#### [Work order]
Transcribe all records exactly.

(Source records)
###
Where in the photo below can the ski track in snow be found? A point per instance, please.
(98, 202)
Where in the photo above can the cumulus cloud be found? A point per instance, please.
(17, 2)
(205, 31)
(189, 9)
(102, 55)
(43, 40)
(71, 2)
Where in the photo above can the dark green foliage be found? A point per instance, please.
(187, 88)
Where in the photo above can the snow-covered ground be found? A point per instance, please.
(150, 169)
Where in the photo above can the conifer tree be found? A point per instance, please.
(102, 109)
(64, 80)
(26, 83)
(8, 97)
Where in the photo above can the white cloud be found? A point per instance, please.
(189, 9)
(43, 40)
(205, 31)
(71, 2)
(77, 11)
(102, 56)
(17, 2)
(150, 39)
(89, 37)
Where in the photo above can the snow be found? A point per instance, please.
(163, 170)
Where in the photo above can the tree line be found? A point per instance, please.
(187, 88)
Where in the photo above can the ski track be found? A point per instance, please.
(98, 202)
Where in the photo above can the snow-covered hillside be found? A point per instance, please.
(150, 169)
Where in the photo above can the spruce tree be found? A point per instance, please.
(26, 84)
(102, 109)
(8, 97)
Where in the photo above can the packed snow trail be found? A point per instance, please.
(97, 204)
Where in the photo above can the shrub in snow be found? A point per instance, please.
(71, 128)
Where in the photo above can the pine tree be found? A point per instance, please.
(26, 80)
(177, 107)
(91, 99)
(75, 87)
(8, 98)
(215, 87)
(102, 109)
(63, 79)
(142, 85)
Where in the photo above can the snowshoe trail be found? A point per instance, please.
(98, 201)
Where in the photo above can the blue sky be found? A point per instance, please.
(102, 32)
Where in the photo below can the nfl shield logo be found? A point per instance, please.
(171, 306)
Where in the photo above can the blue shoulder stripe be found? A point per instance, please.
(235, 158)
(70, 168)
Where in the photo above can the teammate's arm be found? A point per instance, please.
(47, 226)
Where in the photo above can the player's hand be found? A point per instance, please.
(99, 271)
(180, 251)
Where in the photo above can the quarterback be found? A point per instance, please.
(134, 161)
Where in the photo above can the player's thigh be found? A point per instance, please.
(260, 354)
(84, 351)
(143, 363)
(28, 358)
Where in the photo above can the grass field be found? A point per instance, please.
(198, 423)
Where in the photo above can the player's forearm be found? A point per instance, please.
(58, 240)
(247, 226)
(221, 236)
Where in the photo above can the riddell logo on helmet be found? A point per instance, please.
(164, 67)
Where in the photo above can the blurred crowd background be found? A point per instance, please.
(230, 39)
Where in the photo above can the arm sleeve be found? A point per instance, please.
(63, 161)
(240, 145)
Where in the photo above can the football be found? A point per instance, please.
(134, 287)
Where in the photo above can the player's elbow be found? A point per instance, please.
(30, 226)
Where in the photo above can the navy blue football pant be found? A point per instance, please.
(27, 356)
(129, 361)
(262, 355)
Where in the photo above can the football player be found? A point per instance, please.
###
#### [Solution to the problem]
Where in the photo below can the ski track in snow be found? A point per instance, please.
(98, 202)
Where in the photo above can the cumulus cloud be found? A point per instance, please.
(17, 2)
(205, 31)
(189, 9)
(102, 55)
(43, 40)
(71, 2)
Where in the photo above can the dark green foliage be found? A point per instance, please.
(187, 88)
Where in the photo above can the snow-covered ground be found? A point per instance, please.
(150, 169)
Where in the photo above can the conifer tree be found? A point per instance, please.
(102, 109)
(64, 80)
(26, 83)
(8, 97)
Where in the photo above can the white cloud be found? A point per instance, please.
(189, 9)
(43, 40)
(205, 31)
(71, 2)
(77, 11)
(102, 56)
(17, 2)
(150, 39)
(89, 37)
Where in the photo above can the snow be found? A point per instance, please.
(163, 170)
Where in the photo above can the tree line be found? A point per instance, please.
(187, 88)
Where in the photo above can the ski track be found? A point per instance, please.
(98, 202)
Where in the photo above can the snow-covered hillside be found? A point per instance, please.
(150, 169)
Where in the photo above can the spruce tree be found? A point per instance, please.
(26, 84)
(102, 109)
(8, 97)
Where in the photo above can the packed snow trail be found? A point per instance, please.
(97, 204)
Where in the photo above can the shrub in snow be found? A point per instance, please.
(71, 128)
Where in the photo above can the pine tree be found? A point per instance, please.
(26, 80)
(177, 107)
(91, 99)
(75, 87)
(8, 98)
(215, 87)
(102, 109)
(63, 79)
(142, 85)
Where in the photo above can the snowshoe trail be found? A point per instance, please.
(98, 201)
Where in the photo above can the blue sky be found? A point per instance, please.
(102, 32)
Where in the photo below can the nfl shield logo be found? A point per instance, please.
(171, 306)
Where in the photo above can the blue shoulder stripe be found? A point per instance, please.
(235, 158)
(70, 168)
Where in the photo above can the teammate's arm be found? A point per instance, please.
(47, 226)
Where in the photo above can the player's hand be found? A point per instance, please.
(99, 271)
(180, 251)
Where in the photo above can the quarterback be found? A point per instance, please.
(134, 161)
Where in the photo above can the player's thigh be found? A point per instance, please.
(260, 354)
(84, 351)
(143, 363)
(28, 358)
Where in the photo above can the grass field be found? A point per instance, please.
(198, 423)
Where in the photo above can the player's forearm be found? A point per instance, please.
(58, 240)
(247, 226)
(221, 236)
Where in the photo above can the riddell logo on helmet be found? A point per instance, please.
(164, 67)
Where in the photo above can the blurred crowd background be found? A point per instance, please.
(230, 39)
Where in the photo above can the arm sleeve be found? A point per instance, please.
(63, 161)
(240, 145)
Where in the photo above can the football be found? A point per instance, please.
(134, 287)
Where in the photo above can the player's elbow be found? A point per instance, please.
(30, 226)
Where in the photo above can the navy blue football pant be found? A point per instance, please.
(27, 356)
(129, 361)
(262, 355)
Where in the photo above can the football player be found? A point per instance, please.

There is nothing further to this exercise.